— GIVEN REQUEST —
Pull out every line in the records that contains the word "bench" and copy each one as it appears.

— RECORD EXCERPTS —
______________________________
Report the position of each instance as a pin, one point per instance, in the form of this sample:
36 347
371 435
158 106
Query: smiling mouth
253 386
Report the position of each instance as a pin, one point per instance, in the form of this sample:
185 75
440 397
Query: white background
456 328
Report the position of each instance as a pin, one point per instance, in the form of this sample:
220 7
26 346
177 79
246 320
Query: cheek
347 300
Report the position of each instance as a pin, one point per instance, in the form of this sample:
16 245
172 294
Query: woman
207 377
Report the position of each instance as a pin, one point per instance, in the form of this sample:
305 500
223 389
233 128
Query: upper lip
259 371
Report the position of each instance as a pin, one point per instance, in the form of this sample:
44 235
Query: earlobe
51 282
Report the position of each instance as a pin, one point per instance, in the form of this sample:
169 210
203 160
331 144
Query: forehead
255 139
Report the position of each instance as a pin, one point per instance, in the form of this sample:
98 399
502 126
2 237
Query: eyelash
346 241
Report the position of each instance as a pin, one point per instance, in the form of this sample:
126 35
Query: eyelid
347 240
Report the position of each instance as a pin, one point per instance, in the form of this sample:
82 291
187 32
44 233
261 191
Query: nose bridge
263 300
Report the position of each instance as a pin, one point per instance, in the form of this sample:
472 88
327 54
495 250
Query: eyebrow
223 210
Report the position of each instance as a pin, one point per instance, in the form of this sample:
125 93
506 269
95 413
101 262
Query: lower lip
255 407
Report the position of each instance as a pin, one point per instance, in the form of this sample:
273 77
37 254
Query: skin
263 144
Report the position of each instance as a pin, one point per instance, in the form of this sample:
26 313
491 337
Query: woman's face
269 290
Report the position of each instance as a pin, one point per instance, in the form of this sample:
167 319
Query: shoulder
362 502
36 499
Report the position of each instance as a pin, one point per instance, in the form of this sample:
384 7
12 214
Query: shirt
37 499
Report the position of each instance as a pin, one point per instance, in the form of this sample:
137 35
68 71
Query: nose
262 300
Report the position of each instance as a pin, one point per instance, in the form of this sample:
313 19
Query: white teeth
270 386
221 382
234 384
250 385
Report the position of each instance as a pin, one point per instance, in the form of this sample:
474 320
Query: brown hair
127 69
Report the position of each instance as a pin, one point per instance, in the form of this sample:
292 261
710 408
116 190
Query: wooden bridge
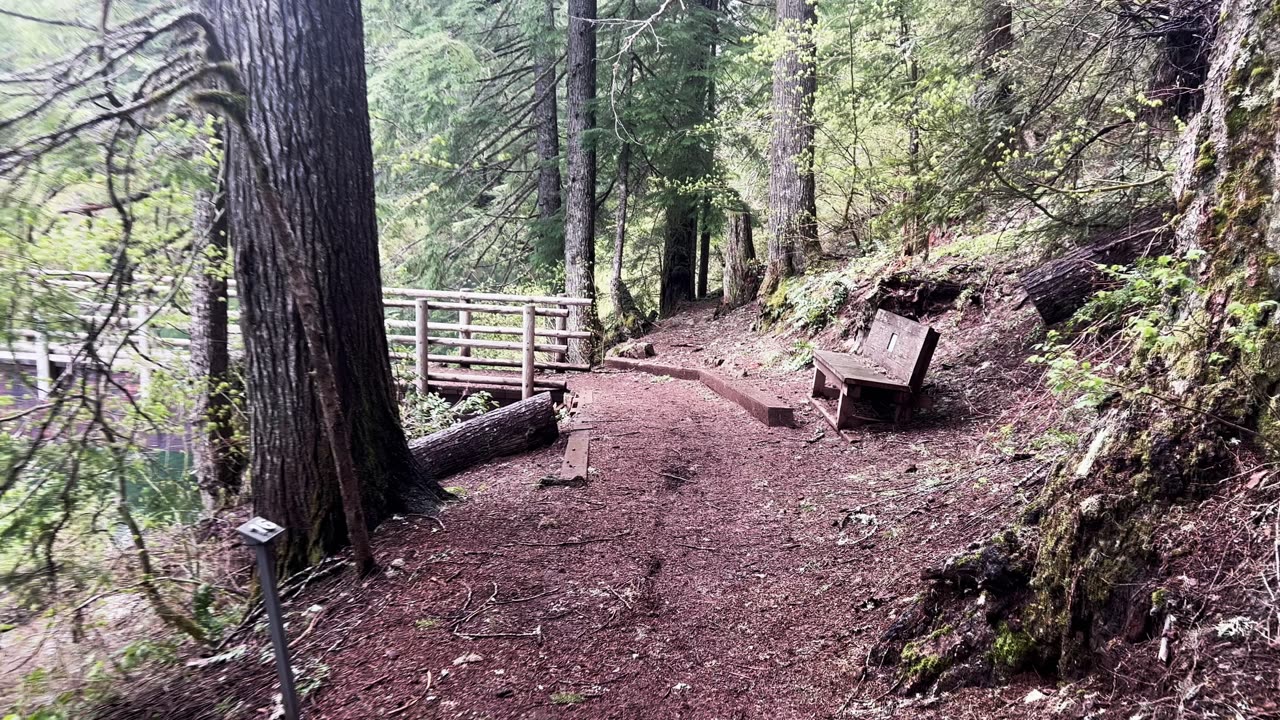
461 341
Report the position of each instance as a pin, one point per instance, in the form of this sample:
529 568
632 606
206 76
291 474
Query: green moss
941 632
919 665
1013 648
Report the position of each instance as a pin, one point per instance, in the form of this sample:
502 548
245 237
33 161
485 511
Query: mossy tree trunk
1079 573
304 72
792 208
1169 438
580 197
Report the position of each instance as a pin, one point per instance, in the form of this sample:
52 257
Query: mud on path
712 568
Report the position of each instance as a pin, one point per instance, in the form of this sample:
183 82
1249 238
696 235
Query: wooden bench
894 356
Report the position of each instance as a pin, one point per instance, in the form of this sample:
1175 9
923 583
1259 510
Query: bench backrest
901 346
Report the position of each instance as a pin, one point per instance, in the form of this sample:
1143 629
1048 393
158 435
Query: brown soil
712 568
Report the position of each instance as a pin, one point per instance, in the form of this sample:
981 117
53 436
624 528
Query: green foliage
1013 648
808 304
425 414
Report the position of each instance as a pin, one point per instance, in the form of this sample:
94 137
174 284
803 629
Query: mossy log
1184 410
1060 287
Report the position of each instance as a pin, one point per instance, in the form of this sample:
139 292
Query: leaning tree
302 71
1078 574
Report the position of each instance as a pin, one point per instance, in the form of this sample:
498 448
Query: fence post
562 324
465 319
142 341
526 368
44 368
421 317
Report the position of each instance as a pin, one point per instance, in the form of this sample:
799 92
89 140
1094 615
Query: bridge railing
485 336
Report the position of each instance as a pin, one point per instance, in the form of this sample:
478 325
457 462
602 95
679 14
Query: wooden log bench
894 358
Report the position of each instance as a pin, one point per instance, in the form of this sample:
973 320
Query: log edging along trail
772 413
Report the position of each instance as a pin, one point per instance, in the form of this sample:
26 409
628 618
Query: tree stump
741 270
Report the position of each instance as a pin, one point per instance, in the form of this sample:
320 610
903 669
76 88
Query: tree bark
520 427
626 317
915 240
580 203
1198 402
1077 577
708 210
548 128
690 159
704 246
792 201
741 270
218 456
305 82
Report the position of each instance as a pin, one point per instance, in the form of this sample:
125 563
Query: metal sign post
259 533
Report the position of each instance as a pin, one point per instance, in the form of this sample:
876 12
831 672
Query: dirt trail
713 568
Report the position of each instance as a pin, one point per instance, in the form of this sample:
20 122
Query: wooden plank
526 370
494 379
504 363
901 346
501 393
653 368
485 296
574 466
496 329
768 410
485 343
851 368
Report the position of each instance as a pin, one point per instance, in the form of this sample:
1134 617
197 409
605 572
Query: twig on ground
571 543
622 600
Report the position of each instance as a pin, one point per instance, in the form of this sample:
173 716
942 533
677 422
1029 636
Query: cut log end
516 428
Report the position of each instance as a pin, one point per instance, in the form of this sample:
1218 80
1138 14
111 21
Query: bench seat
848 368
895 356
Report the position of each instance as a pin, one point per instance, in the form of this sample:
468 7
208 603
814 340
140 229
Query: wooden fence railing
526 343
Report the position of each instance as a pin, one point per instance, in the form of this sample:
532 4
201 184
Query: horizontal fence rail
520 332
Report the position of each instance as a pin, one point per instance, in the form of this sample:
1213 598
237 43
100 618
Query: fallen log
520 427
1061 287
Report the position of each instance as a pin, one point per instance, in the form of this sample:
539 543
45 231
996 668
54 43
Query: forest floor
712 568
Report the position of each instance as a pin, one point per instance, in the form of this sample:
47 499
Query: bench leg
903 411
819 383
845 408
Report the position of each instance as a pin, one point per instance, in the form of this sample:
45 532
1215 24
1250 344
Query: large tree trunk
548 135
1060 287
792 204
1175 436
680 240
1189 413
915 238
704 246
218 458
580 205
709 214
304 69
741 270
627 320
520 427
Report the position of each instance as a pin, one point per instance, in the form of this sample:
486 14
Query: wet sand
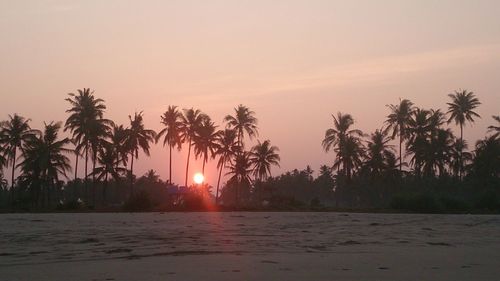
249 246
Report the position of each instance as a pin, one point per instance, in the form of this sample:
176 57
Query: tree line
429 169
42 156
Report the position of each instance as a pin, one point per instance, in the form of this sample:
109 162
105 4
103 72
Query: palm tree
242 122
486 161
15 132
171 119
379 153
137 138
227 148
191 121
240 171
262 157
205 141
495 129
45 160
336 137
398 121
461 109
350 155
87 125
108 159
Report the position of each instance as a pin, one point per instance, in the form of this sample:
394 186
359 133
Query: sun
198 178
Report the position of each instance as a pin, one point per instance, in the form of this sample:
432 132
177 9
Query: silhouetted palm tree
398 121
205 141
227 148
191 121
486 161
15 132
495 129
262 157
240 171
378 153
118 140
172 122
45 160
87 125
350 155
242 122
137 138
336 137
108 159
461 109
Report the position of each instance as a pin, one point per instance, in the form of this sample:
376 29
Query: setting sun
198 178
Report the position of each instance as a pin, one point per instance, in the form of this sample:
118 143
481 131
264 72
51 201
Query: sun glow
198 178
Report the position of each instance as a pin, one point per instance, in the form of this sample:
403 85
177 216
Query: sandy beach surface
249 246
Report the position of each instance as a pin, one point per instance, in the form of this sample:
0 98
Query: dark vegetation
429 170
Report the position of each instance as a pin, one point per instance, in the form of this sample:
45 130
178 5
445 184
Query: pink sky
293 62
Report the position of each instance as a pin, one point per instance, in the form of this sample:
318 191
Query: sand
249 246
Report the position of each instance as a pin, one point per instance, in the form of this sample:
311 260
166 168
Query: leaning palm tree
240 171
350 155
205 141
171 120
461 110
191 121
85 110
378 153
137 138
262 157
242 122
108 158
227 148
45 160
397 121
495 129
15 132
335 137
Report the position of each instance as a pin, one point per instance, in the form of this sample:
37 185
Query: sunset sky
292 62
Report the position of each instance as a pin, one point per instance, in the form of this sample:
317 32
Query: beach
249 246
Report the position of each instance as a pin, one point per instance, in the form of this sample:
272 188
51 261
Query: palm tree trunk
94 156
218 184
104 189
170 165
76 162
187 165
86 172
461 149
400 153
132 175
12 178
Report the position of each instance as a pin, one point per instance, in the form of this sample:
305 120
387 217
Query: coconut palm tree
486 161
87 125
108 158
397 121
171 120
191 120
205 141
15 132
45 159
378 153
336 137
242 122
495 129
227 148
137 138
461 110
240 171
350 155
262 157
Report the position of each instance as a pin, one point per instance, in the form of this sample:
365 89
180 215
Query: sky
294 63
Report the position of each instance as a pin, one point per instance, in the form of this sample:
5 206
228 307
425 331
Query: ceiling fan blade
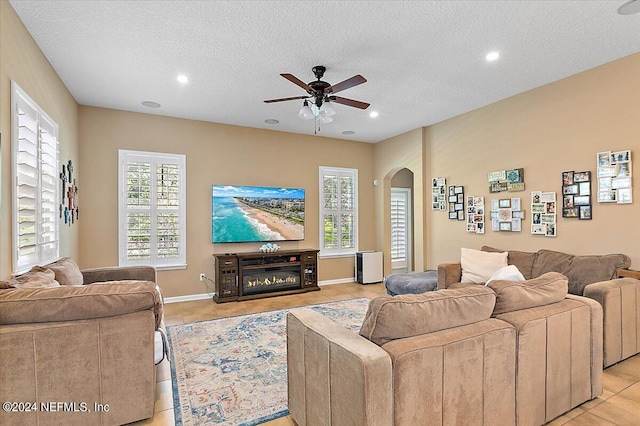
______________________________
— REPLY TO THE TASK —
Query: wooden bench
Query: bench backrest
Query: wooden log bench
Query: bench seat
Query: bench leg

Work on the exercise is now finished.